Starting with the line that holds "pixels, x before", repeat each line through the last one below, exactly. Pictures stay out.

> _PROVIDED ENTRIES_:
-- Start --

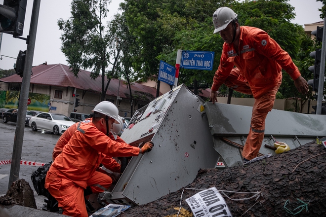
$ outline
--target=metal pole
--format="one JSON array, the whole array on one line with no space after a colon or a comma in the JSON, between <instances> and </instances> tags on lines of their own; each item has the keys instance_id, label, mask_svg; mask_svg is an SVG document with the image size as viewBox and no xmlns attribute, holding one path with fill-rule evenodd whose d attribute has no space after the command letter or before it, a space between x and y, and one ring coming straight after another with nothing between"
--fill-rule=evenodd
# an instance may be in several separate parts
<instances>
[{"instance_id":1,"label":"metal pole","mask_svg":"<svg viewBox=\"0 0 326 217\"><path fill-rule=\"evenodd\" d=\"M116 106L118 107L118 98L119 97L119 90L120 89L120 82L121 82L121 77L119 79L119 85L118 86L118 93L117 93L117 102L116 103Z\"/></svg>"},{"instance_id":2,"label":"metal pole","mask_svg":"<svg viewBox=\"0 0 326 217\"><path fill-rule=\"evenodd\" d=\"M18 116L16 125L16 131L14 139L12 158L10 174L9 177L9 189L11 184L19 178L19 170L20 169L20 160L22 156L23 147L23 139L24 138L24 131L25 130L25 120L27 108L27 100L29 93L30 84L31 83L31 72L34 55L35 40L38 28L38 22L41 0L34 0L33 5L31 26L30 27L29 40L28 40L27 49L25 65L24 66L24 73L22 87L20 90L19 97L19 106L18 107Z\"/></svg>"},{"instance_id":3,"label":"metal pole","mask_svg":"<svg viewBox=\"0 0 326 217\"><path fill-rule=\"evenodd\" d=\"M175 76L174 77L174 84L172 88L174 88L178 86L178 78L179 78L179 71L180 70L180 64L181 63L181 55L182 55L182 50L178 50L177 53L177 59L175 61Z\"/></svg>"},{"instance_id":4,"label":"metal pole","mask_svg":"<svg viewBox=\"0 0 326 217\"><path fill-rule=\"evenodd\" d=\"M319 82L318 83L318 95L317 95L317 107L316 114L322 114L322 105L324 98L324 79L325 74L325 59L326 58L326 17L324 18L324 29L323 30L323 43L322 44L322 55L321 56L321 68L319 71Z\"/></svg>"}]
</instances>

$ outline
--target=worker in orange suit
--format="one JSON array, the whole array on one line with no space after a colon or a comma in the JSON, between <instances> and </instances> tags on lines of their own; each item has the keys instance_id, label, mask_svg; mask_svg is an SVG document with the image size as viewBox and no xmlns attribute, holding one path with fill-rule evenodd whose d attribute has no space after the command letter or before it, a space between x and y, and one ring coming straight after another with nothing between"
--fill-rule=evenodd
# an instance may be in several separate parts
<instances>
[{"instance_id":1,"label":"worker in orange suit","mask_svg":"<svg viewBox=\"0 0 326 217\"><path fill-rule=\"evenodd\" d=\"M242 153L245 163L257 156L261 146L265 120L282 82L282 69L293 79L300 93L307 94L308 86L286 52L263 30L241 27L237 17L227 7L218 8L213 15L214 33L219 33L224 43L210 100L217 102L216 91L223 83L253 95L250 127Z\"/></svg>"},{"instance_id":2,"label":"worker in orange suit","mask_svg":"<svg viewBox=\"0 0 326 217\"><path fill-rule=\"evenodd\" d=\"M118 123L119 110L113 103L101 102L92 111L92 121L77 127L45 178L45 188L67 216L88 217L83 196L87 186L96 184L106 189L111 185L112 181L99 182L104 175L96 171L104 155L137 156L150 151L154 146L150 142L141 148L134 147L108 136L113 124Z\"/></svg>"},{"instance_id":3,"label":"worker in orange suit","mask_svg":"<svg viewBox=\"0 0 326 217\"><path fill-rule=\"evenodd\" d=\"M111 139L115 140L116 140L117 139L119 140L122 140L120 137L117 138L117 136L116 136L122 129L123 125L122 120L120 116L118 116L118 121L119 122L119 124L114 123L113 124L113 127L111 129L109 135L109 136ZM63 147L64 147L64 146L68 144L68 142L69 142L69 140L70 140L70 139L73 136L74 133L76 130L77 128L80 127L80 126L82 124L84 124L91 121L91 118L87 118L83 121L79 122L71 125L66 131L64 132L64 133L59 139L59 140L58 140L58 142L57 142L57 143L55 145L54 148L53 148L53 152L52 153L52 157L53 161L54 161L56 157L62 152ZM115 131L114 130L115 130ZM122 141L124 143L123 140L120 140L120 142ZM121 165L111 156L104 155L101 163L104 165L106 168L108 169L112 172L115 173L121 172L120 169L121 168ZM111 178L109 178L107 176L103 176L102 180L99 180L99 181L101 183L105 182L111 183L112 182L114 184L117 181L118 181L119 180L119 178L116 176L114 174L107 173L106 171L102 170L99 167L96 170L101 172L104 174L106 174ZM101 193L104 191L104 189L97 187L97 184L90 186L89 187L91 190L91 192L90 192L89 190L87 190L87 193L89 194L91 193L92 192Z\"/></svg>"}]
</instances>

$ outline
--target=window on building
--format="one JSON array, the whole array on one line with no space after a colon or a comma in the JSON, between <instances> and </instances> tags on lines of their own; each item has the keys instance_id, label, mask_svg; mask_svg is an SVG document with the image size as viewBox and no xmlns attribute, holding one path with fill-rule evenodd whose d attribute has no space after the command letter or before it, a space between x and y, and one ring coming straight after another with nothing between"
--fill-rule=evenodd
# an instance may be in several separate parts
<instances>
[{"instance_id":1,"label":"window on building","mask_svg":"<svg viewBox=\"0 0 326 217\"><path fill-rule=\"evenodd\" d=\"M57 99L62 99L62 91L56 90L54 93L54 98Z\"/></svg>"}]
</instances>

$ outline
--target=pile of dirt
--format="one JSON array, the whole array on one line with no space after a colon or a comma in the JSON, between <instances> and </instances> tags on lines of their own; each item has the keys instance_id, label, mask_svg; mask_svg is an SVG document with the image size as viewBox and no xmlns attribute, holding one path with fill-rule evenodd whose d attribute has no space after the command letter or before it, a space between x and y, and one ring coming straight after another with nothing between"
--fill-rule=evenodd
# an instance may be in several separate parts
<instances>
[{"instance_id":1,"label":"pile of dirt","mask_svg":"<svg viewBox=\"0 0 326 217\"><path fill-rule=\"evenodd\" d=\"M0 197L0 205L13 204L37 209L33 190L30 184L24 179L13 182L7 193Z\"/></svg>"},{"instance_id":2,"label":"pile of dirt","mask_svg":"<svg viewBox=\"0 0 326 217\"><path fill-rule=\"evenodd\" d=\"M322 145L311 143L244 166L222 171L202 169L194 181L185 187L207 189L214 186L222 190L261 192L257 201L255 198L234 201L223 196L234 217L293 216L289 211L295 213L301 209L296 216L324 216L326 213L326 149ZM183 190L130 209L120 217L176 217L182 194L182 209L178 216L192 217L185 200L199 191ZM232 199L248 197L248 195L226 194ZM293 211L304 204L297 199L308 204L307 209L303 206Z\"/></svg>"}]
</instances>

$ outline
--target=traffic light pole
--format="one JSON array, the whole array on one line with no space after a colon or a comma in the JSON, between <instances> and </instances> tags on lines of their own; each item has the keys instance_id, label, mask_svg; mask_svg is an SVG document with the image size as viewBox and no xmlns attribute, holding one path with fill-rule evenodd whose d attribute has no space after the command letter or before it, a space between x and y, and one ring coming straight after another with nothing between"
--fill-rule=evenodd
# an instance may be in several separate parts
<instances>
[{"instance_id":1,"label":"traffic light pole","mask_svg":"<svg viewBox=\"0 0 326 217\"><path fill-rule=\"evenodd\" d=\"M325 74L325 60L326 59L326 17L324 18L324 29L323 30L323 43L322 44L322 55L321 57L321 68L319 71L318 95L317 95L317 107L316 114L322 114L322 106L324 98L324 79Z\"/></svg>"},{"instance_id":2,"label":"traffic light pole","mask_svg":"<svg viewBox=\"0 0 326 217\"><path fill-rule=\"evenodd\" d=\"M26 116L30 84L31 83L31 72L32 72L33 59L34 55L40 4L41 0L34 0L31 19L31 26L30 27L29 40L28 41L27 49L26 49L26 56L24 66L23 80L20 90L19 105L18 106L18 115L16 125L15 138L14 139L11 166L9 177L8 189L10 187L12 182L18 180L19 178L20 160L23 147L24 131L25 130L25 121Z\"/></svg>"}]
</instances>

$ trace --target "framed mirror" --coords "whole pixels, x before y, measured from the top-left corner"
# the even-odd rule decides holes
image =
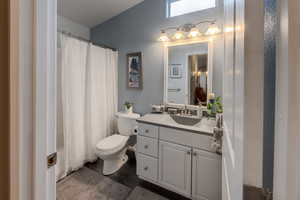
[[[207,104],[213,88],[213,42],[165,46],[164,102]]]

-- End --

> _FINAL ANSWER_:
$ trace --target "framed mirror" --coords "whole pixels, x before y, measured from the top-left corner"
# the even-odd rule decides holes
image =
[[[207,104],[213,88],[213,42],[165,46],[164,102]]]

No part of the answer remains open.